Information provided
########################################
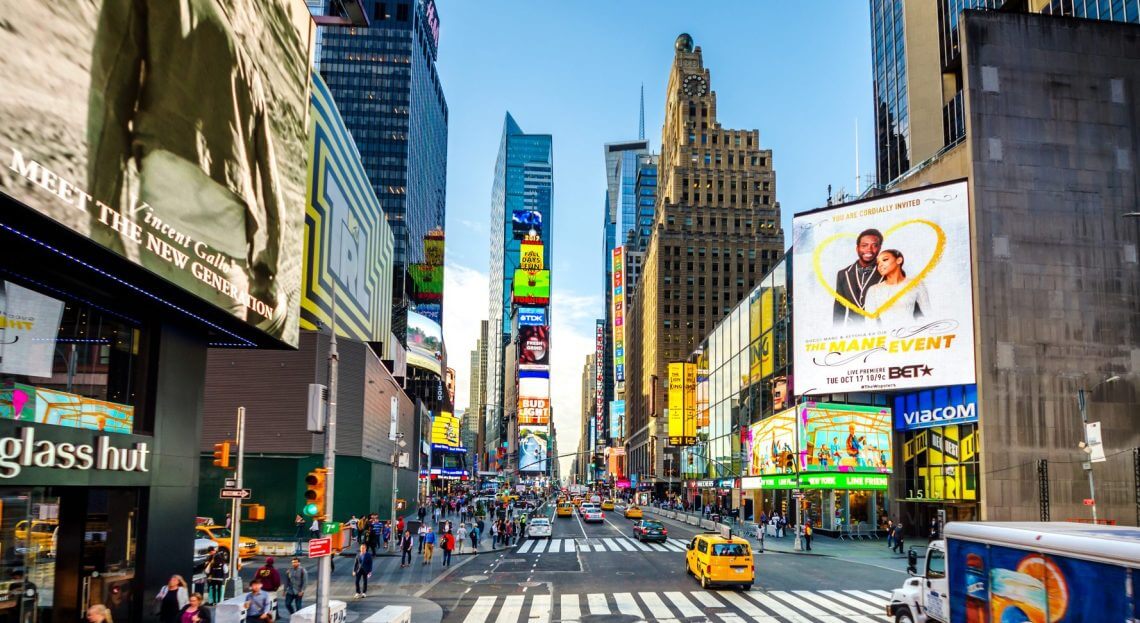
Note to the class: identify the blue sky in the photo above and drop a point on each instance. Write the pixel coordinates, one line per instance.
(799, 72)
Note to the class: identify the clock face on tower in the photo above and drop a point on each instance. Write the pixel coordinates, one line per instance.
(694, 85)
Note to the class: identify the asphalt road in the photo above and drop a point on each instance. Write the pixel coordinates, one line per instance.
(596, 572)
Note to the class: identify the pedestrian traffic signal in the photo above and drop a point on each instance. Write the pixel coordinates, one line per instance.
(315, 493)
(221, 455)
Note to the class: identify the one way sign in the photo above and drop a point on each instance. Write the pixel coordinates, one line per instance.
(236, 493)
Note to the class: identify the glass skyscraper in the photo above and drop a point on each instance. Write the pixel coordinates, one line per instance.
(523, 184)
(384, 81)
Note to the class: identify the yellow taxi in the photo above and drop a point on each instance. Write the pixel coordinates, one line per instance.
(721, 561)
(247, 549)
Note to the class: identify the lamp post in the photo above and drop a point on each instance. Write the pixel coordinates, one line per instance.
(1082, 403)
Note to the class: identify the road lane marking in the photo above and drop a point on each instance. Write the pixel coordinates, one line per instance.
(480, 611)
(570, 609)
(627, 604)
(657, 608)
(512, 605)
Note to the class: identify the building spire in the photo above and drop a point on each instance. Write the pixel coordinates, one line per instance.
(641, 119)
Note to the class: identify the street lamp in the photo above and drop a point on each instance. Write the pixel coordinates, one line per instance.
(1082, 403)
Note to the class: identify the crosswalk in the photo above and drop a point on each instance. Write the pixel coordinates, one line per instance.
(825, 606)
(615, 543)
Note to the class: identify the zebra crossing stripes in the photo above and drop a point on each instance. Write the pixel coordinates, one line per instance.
(616, 543)
(831, 606)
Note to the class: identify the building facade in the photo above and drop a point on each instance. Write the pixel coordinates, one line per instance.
(716, 231)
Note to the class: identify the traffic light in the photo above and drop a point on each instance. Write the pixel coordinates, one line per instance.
(221, 455)
(315, 493)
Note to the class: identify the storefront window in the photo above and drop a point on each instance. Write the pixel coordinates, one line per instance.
(67, 362)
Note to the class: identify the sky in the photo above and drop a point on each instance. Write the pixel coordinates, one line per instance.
(798, 72)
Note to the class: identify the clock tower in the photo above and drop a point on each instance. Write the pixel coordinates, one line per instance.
(716, 234)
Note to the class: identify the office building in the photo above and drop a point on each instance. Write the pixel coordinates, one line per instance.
(716, 232)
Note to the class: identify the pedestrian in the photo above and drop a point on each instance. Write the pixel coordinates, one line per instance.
(406, 549)
(429, 545)
(361, 571)
(257, 604)
(171, 599)
(448, 547)
(295, 580)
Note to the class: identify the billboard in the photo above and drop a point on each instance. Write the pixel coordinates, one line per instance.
(836, 437)
(526, 223)
(530, 256)
(532, 316)
(534, 442)
(619, 320)
(531, 288)
(939, 406)
(617, 419)
(347, 236)
(771, 445)
(534, 345)
(884, 293)
(425, 342)
(180, 144)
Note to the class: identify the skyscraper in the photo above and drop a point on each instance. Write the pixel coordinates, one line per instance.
(384, 81)
(521, 203)
(716, 232)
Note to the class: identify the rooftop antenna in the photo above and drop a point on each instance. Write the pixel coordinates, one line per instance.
(641, 120)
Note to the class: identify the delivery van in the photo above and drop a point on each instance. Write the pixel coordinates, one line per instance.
(1024, 572)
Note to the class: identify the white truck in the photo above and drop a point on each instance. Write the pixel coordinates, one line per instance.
(1024, 573)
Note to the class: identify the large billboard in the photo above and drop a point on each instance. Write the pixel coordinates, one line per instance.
(534, 442)
(425, 342)
(835, 437)
(884, 293)
(534, 345)
(347, 237)
(619, 320)
(531, 288)
(173, 137)
(771, 445)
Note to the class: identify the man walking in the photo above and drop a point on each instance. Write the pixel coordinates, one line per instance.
(361, 571)
(295, 579)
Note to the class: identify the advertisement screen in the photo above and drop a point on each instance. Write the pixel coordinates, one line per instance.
(526, 223)
(772, 446)
(180, 144)
(347, 236)
(841, 438)
(884, 293)
(425, 342)
(531, 288)
(534, 442)
(534, 345)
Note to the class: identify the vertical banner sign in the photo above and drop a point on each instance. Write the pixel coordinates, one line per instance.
(619, 321)
(599, 386)
(676, 403)
(690, 396)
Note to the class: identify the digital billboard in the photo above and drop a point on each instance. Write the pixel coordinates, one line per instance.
(531, 288)
(534, 442)
(347, 236)
(884, 293)
(526, 223)
(836, 437)
(425, 342)
(772, 444)
(178, 140)
(534, 345)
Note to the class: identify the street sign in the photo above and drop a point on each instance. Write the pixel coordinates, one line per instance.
(319, 548)
(236, 494)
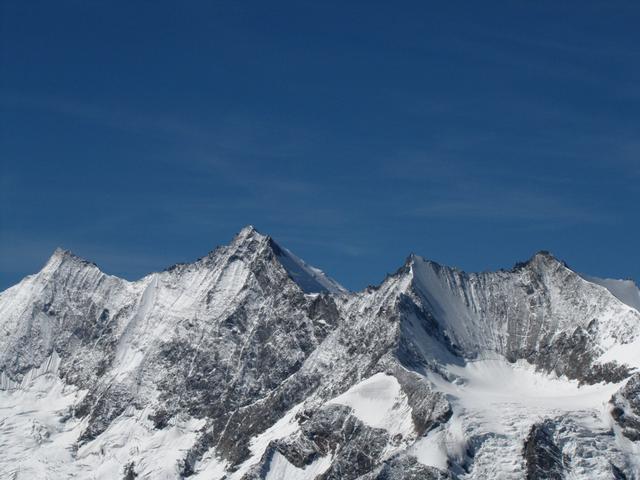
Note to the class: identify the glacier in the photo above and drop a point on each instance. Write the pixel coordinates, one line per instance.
(248, 363)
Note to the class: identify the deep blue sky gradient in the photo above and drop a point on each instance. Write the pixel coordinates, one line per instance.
(141, 134)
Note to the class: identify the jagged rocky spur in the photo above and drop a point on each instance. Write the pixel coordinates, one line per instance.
(250, 364)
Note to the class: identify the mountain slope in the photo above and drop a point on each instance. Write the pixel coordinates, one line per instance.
(249, 363)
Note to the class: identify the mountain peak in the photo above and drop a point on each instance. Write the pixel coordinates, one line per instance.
(541, 260)
(61, 255)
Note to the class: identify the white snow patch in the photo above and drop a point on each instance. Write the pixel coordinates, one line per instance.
(282, 428)
(281, 469)
(503, 400)
(624, 290)
(309, 279)
(380, 403)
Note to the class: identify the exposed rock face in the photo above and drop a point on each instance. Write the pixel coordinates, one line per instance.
(249, 363)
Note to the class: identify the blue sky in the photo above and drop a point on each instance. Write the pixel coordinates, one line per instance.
(141, 134)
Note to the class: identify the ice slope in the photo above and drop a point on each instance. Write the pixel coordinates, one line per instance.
(624, 290)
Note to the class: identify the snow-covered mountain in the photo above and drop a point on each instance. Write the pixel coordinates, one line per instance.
(251, 364)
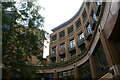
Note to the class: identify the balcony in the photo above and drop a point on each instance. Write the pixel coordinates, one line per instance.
(62, 52)
(53, 55)
(72, 50)
(81, 42)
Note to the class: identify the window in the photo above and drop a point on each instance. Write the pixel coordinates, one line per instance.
(72, 43)
(84, 71)
(84, 15)
(54, 38)
(70, 30)
(40, 44)
(88, 5)
(100, 60)
(89, 30)
(62, 45)
(93, 15)
(81, 36)
(78, 23)
(62, 34)
(54, 50)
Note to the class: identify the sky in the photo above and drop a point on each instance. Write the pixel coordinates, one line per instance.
(57, 12)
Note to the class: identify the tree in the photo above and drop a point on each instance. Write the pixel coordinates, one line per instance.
(21, 35)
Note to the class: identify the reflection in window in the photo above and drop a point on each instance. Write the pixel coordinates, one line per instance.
(78, 23)
(70, 30)
(84, 15)
(62, 46)
(54, 38)
(54, 50)
(81, 36)
(62, 34)
(93, 15)
(88, 5)
(72, 43)
(89, 30)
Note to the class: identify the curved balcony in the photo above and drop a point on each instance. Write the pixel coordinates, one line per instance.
(81, 57)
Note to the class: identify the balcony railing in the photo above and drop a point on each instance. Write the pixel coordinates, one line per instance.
(80, 42)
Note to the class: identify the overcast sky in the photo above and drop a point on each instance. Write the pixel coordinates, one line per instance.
(57, 12)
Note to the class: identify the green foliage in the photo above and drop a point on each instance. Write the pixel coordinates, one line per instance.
(21, 35)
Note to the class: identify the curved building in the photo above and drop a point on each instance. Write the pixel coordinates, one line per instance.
(87, 46)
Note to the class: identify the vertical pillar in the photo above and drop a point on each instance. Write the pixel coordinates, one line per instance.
(76, 73)
(55, 75)
(93, 67)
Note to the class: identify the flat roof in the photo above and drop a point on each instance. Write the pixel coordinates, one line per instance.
(69, 21)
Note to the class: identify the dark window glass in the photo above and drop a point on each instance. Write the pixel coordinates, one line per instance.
(62, 45)
(70, 30)
(54, 50)
(84, 71)
(88, 5)
(89, 30)
(78, 23)
(54, 38)
(72, 43)
(84, 15)
(62, 34)
(81, 36)
(100, 60)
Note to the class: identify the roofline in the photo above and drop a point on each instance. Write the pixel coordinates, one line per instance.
(69, 21)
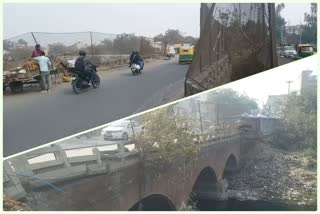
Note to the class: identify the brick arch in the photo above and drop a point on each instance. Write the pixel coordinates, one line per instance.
(154, 202)
(205, 184)
(231, 165)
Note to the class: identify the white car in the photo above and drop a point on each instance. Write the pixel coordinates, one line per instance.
(288, 51)
(122, 130)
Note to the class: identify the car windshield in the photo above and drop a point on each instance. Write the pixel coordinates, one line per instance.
(307, 48)
(288, 48)
(120, 124)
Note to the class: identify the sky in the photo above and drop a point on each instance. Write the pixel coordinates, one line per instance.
(146, 19)
(142, 19)
(294, 13)
(274, 82)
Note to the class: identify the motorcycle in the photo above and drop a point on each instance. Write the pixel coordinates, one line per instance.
(135, 69)
(80, 82)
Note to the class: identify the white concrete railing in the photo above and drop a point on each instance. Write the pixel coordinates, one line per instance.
(51, 164)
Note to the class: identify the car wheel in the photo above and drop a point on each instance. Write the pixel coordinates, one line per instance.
(125, 136)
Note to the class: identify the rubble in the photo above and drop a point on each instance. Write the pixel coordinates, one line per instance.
(14, 205)
(275, 175)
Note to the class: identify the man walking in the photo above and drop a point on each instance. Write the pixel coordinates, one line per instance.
(44, 64)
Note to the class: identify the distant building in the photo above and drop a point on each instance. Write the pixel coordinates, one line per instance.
(308, 81)
(274, 104)
(295, 29)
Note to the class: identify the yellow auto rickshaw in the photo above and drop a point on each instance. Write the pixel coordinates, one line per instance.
(186, 54)
(304, 50)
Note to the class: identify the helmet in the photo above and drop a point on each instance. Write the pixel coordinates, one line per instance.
(82, 53)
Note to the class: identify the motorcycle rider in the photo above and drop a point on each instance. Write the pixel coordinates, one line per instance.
(83, 65)
(135, 58)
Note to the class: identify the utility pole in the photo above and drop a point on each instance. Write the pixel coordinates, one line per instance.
(289, 82)
(34, 38)
(91, 43)
(133, 134)
(200, 117)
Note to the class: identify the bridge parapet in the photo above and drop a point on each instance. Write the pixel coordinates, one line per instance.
(29, 170)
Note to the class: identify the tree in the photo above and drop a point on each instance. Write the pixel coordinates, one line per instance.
(166, 140)
(22, 42)
(309, 30)
(125, 43)
(280, 22)
(231, 102)
(299, 122)
(7, 45)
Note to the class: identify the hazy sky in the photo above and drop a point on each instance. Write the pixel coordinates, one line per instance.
(140, 18)
(273, 82)
(294, 13)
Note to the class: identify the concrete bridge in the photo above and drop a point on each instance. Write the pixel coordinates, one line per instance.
(119, 180)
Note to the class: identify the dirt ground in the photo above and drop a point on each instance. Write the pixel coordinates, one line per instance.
(13, 205)
(276, 175)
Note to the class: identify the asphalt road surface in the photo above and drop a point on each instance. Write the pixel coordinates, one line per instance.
(32, 118)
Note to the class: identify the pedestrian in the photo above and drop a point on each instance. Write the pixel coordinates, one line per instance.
(44, 64)
(37, 51)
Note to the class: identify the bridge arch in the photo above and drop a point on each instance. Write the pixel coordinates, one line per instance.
(154, 202)
(206, 185)
(231, 166)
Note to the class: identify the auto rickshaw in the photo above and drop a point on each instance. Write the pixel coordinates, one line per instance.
(304, 50)
(186, 54)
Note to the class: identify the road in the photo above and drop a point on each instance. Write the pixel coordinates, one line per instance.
(32, 119)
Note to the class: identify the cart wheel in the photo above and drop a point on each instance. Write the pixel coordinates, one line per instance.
(60, 78)
(16, 87)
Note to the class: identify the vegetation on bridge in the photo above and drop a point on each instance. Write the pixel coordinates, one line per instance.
(299, 124)
(167, 141)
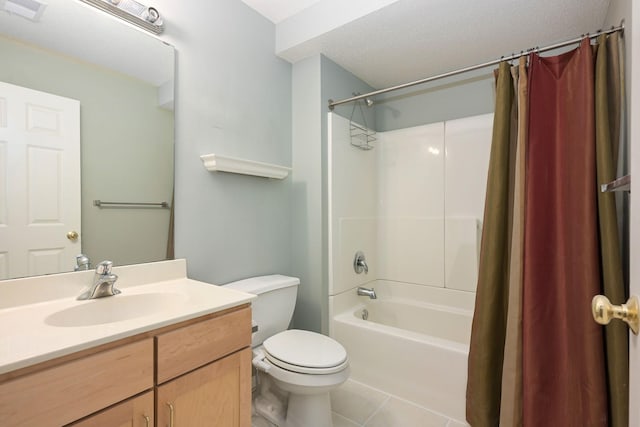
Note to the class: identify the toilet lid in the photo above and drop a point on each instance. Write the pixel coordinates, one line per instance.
(305, 352)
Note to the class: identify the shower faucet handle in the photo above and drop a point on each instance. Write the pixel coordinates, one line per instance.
(360, 263)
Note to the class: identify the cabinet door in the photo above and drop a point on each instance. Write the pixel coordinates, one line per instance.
(135, 412)
(218, 394)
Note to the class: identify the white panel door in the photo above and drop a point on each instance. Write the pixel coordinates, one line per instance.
(39, 182)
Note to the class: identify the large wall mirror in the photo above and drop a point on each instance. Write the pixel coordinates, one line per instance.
(121, 78)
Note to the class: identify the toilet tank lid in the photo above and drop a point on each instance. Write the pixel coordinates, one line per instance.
(262, 284)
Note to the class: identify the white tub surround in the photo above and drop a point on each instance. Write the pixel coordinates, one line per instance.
(43, 320)
(409, 348)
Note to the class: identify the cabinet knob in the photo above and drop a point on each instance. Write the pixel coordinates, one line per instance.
(171, 413)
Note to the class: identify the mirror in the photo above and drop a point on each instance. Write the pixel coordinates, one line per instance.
(123, 80)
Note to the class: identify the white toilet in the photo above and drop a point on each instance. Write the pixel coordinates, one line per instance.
(304, 364)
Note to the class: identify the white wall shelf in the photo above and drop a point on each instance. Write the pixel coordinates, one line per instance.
(218, 163)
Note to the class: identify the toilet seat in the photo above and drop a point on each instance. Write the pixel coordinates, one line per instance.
(305, 352)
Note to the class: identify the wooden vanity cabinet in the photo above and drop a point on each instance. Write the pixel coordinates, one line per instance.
(202, 367)
(218, 392)
(63, 393)
(135, 412)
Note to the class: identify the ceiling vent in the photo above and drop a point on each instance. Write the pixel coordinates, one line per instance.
(30, 9)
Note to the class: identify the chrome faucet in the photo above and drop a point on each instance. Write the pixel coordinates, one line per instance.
(360, 263)
(103, 283)
(367, 292)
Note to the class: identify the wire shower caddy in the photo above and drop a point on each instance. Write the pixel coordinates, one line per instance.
(361, 136)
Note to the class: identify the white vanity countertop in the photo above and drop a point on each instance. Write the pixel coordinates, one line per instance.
(35, 330)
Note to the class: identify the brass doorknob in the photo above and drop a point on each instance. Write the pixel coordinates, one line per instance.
(603, 311)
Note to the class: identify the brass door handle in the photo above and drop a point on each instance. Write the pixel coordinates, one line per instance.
(603, 311)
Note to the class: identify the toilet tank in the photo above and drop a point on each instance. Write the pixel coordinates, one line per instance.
(273, 309)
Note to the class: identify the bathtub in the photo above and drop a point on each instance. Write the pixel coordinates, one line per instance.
(412, 342)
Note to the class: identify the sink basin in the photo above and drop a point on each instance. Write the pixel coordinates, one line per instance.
(115, 309)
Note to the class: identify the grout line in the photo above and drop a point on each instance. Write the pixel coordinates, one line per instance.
(377, 410)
########################################
Exercise prompt
Only the lines from the one containing "Note to the class: identify the brass doorknob" through the end of the entries above belong in the answer; repeat them exactly.

Exercise output
Note to the class: identify the brass doorknob in the photo above and drop a point on each instance. Write the pixel coordinates, one line per instance.
(603, 311)
Note to the class: identify the brass door handle in the photo above and drop a point on each instance. Write the pixel coordinates, one line per instance.
(603, 311)
Note to the class: identify the toilet tank in the photo above and drop a point on each instance. Write the pixel coordinates, one line per instance.
(273, 309)
Note to the class: identify the bathtub in the photo above and drop a point on each instance. Write the pixel coordinates, one line per instance.
(412, 342)
Note to the class: identify the sink basin in the photo above and drop a point on each instance. Write the pixel coordinates, one line per instance.
(115, 309)
Note to the class: identify the grout line in the photo above and drop a point on each instance. Write the pixel coordinates, one line per instance.
(377, 410)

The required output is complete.